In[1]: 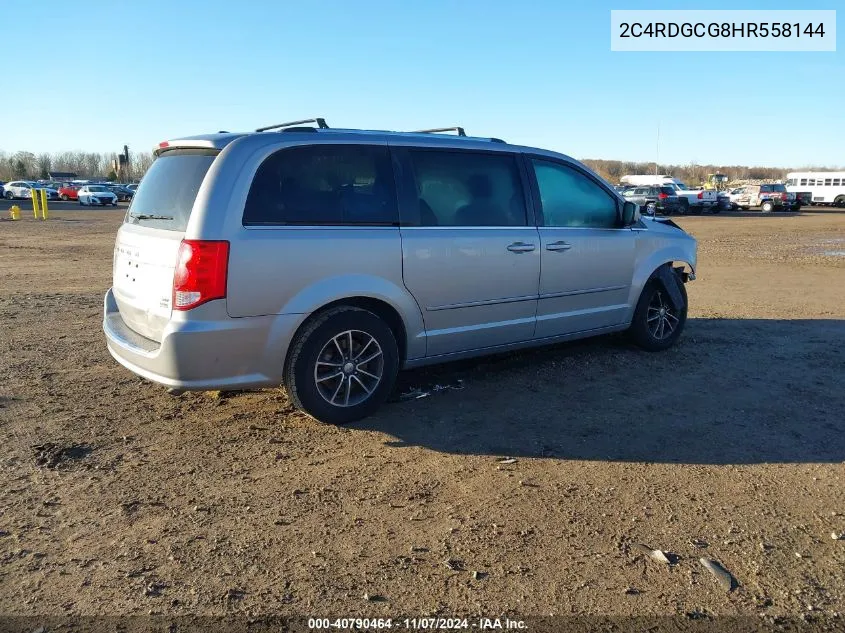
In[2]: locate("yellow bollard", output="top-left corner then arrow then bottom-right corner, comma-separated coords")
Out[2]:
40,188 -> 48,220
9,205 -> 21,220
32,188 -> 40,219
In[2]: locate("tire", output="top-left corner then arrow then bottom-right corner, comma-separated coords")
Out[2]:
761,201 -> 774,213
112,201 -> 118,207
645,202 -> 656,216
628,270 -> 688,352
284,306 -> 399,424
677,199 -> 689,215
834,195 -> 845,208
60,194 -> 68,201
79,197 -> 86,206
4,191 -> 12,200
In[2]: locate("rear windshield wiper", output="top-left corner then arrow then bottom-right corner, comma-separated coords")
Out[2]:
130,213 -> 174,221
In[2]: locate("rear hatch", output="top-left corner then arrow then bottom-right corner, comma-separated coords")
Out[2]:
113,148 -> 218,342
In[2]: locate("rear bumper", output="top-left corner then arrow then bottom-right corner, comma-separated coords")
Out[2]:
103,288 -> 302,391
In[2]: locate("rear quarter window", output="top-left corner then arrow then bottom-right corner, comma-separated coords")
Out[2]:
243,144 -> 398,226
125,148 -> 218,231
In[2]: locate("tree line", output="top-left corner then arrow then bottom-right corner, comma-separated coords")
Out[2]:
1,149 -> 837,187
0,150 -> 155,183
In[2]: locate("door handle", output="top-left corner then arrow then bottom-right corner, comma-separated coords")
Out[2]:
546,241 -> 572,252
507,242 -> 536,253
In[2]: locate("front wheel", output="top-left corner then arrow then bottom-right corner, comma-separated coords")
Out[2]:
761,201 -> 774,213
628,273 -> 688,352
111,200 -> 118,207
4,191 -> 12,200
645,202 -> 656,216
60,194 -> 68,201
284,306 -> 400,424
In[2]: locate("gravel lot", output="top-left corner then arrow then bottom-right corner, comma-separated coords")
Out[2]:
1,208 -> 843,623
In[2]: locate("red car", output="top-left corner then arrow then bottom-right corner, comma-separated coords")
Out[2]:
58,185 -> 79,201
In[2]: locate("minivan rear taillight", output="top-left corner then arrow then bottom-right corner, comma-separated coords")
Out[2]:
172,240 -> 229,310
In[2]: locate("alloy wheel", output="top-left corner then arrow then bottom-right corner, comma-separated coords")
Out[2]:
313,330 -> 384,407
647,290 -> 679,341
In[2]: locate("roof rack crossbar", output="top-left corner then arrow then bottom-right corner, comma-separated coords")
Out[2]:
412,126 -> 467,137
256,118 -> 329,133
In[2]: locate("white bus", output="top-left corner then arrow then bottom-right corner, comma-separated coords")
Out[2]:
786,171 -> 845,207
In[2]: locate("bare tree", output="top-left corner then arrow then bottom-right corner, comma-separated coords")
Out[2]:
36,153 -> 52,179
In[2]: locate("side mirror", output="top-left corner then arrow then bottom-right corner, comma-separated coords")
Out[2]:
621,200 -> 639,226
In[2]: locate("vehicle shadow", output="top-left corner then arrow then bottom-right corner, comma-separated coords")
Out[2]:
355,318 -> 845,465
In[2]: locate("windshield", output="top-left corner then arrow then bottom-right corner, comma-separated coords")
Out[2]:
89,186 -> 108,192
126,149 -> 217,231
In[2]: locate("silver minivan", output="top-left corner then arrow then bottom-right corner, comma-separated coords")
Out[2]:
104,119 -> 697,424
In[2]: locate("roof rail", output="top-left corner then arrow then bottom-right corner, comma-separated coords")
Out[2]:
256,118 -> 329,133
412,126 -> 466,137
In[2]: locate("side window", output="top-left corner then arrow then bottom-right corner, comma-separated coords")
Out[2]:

Work required: Pull every line that holds the string "tree" out of the records.

Solution:
In[2]: locate("tree line", output="top-left corner then arrow then bottom-right corner, comma-separated coords")
In[2]: locate("bare tree", output="top-left corner then arrow then bottom-right corner, comma-separated coords")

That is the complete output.